Reproduce the listing below verbatim, line for line.

--- start of Given information ---

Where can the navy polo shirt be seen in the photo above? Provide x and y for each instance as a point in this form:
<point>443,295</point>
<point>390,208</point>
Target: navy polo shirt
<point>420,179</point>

--- end of Given information ---

> [The result]
Where can the navy polo shirt be seen in the photo above? Provide x and y for each instance as a point in this form:
<point>443,295</point>
<point>390,208</point>
Target: navy polo shirt
<point>420,179</point>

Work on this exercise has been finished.